Material to process:
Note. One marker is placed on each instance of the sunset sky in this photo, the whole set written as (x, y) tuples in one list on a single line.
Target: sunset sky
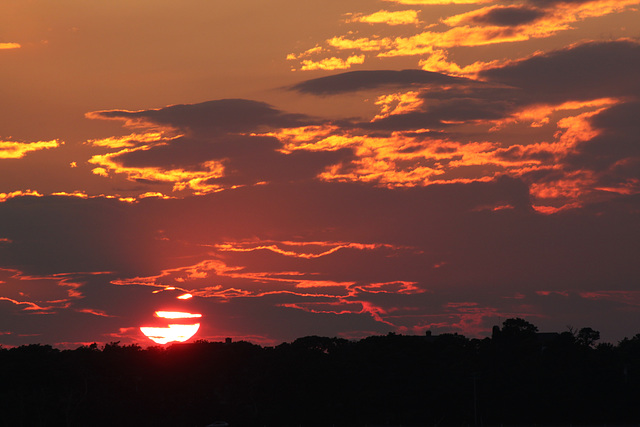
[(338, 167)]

* * *

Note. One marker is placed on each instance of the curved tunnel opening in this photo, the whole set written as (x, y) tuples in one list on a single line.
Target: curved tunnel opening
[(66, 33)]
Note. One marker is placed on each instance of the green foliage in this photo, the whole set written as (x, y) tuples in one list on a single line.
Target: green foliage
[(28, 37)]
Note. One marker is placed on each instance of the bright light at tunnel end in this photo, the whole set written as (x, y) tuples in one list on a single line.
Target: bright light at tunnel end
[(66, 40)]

==

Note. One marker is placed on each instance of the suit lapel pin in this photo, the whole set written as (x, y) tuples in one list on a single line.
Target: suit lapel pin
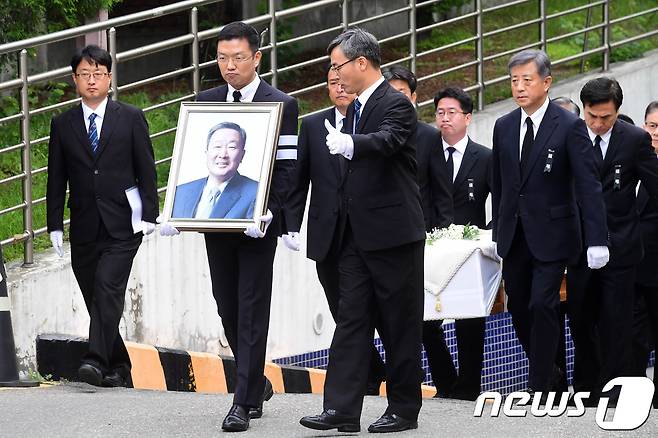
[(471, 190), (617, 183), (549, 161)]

What is expected:
Set down word for word the rows from the line with "Note. One marker is placed on each instance of the sunset" through the line with "[(338, 167)]", both lines included. Leave any picture out of your copy.

Final result:
Note. One marker is placed on each instance of the sunset sky in this photo, the whole set written as (x, y) tuples in one list on a single line.
Target: sunset sky
[(338, 167)]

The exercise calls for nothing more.